= Information =

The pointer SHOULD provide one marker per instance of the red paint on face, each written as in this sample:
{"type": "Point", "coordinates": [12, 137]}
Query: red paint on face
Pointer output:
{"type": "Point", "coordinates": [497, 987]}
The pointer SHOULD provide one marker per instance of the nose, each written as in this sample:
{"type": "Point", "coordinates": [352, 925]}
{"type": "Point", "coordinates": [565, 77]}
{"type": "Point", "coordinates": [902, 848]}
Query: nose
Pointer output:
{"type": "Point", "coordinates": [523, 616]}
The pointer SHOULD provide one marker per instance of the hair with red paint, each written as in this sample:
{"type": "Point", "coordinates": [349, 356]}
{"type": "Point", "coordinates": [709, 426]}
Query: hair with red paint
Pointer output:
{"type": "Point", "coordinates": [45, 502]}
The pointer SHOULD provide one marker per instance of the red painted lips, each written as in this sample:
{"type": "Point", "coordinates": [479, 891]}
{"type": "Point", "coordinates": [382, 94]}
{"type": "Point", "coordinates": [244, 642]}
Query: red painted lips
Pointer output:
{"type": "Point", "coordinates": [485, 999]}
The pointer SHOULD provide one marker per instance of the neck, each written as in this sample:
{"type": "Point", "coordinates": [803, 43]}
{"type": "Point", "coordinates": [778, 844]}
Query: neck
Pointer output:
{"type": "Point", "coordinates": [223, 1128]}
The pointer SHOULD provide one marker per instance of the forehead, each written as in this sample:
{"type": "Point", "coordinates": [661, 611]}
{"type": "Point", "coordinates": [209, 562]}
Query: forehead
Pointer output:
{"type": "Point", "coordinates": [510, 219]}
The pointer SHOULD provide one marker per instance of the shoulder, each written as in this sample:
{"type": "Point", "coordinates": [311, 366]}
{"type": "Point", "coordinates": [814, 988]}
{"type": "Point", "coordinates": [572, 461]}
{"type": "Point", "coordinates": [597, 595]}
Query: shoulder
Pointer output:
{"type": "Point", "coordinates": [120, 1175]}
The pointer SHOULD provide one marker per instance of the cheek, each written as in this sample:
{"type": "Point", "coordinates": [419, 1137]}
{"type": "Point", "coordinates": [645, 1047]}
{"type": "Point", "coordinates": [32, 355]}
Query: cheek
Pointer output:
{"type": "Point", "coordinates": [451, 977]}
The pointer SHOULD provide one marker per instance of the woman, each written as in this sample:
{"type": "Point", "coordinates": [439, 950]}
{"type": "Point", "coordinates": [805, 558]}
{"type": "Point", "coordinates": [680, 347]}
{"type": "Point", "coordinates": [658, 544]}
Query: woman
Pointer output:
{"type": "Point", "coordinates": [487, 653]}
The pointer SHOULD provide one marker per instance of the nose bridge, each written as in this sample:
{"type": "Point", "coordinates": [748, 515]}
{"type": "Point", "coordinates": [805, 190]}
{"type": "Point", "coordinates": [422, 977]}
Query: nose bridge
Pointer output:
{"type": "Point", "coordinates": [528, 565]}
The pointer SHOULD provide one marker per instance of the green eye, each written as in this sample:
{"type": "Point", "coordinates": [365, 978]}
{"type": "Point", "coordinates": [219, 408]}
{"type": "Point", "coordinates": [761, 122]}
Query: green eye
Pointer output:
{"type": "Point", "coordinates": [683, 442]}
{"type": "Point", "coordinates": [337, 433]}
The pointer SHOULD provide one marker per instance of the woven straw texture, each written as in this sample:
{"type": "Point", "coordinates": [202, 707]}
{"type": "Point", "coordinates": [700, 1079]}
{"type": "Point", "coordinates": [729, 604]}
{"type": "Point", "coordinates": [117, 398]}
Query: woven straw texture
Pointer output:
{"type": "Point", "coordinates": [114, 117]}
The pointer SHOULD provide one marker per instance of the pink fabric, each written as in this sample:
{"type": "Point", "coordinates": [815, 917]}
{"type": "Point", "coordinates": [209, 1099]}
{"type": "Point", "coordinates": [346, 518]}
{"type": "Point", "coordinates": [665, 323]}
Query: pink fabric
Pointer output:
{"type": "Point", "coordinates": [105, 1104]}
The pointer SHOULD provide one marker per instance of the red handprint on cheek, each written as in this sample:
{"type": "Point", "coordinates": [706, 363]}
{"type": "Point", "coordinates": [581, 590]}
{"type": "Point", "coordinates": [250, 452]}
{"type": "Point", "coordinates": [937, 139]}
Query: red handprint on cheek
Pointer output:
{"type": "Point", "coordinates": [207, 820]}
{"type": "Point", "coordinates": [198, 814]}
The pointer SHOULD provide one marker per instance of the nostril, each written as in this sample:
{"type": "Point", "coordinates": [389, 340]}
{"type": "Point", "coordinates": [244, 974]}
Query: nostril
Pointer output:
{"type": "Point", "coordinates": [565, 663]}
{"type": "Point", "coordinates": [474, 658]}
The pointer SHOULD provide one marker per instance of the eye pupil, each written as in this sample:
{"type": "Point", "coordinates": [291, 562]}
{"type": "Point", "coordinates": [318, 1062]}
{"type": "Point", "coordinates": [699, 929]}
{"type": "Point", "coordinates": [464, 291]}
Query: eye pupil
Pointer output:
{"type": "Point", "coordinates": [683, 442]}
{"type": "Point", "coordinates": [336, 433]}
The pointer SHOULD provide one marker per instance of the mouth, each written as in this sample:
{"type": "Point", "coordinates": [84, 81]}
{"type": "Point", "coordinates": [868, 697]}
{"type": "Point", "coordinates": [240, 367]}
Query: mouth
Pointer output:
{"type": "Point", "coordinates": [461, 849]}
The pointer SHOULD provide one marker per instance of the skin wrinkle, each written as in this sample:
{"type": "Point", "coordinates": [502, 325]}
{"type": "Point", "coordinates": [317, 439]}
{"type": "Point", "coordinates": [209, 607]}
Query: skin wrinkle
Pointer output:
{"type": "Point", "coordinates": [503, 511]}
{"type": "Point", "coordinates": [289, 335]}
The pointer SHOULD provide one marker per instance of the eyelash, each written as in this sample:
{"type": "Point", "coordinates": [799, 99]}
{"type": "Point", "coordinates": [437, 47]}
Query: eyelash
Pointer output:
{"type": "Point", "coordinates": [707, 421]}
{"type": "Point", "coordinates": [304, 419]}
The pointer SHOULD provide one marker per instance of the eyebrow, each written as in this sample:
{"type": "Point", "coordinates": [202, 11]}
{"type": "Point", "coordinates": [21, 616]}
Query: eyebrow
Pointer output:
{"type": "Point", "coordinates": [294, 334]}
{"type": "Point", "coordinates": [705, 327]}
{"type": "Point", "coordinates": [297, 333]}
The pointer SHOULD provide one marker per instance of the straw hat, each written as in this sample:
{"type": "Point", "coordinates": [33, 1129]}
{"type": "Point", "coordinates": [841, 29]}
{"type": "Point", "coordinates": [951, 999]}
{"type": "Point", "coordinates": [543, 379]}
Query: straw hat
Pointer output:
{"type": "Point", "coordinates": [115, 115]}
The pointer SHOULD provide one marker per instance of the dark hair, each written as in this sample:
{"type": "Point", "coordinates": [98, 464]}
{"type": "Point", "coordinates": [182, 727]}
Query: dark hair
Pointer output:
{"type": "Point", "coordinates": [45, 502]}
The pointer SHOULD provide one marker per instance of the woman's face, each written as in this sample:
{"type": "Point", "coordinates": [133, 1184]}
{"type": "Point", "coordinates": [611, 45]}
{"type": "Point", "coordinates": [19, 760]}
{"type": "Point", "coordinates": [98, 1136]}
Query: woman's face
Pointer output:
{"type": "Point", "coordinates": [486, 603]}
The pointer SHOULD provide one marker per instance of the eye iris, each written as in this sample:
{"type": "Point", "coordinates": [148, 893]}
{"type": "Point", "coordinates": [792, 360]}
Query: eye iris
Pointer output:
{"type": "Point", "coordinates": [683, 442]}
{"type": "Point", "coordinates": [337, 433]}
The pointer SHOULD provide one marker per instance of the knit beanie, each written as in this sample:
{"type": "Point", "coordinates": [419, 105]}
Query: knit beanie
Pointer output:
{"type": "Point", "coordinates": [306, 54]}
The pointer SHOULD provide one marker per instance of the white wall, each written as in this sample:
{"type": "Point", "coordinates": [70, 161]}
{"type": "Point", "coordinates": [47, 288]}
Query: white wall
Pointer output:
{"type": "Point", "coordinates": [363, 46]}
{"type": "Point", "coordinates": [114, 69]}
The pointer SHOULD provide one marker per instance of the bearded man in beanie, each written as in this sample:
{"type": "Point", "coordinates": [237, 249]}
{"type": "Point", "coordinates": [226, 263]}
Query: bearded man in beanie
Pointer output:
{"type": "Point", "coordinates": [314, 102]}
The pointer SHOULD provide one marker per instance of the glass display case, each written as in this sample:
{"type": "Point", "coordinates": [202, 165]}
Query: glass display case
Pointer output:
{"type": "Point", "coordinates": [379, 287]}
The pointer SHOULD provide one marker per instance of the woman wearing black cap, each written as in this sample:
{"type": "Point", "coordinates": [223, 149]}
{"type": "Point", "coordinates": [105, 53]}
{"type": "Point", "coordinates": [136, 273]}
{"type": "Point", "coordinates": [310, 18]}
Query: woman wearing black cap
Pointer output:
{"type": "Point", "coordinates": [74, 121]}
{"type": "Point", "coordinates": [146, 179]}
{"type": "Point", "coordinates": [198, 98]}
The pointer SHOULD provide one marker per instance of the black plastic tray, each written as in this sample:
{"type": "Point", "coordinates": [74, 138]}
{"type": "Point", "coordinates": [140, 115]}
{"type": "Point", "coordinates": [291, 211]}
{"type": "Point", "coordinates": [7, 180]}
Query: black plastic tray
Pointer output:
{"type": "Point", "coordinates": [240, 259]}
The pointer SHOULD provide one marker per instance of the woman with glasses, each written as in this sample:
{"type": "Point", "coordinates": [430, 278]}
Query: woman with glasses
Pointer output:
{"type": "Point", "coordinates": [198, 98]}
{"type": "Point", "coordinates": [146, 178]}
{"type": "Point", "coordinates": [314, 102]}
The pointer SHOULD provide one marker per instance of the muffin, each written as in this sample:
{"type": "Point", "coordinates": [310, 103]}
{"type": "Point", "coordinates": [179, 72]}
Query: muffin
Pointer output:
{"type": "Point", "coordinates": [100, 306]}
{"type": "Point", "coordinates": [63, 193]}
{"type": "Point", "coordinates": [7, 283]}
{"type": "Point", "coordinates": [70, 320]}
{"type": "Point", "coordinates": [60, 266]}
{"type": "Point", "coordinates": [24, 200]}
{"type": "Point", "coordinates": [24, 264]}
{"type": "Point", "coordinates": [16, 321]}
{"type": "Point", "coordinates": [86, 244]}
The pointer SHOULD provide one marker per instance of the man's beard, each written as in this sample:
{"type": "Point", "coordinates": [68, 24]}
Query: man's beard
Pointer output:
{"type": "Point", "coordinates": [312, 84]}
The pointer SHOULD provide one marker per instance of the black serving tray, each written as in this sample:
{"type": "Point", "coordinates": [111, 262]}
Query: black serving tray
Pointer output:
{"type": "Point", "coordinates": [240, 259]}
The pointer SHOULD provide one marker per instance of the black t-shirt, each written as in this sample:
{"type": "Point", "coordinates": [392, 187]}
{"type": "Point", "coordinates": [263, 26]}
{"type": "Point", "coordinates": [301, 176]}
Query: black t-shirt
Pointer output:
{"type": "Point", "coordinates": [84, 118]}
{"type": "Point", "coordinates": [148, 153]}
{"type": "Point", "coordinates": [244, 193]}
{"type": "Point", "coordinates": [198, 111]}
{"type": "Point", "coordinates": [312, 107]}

= Work item =
Would you filter the records and copy each line that contains the word "hair"?

= Task result =
The pointer SHOULD provide one marker per instance of the hair with red paint, each written as in this sample:
Query: hair with red paint
The pointer SHOULD provide one marker per instance of the dark hair, each written as in this sample:
Query: dark hair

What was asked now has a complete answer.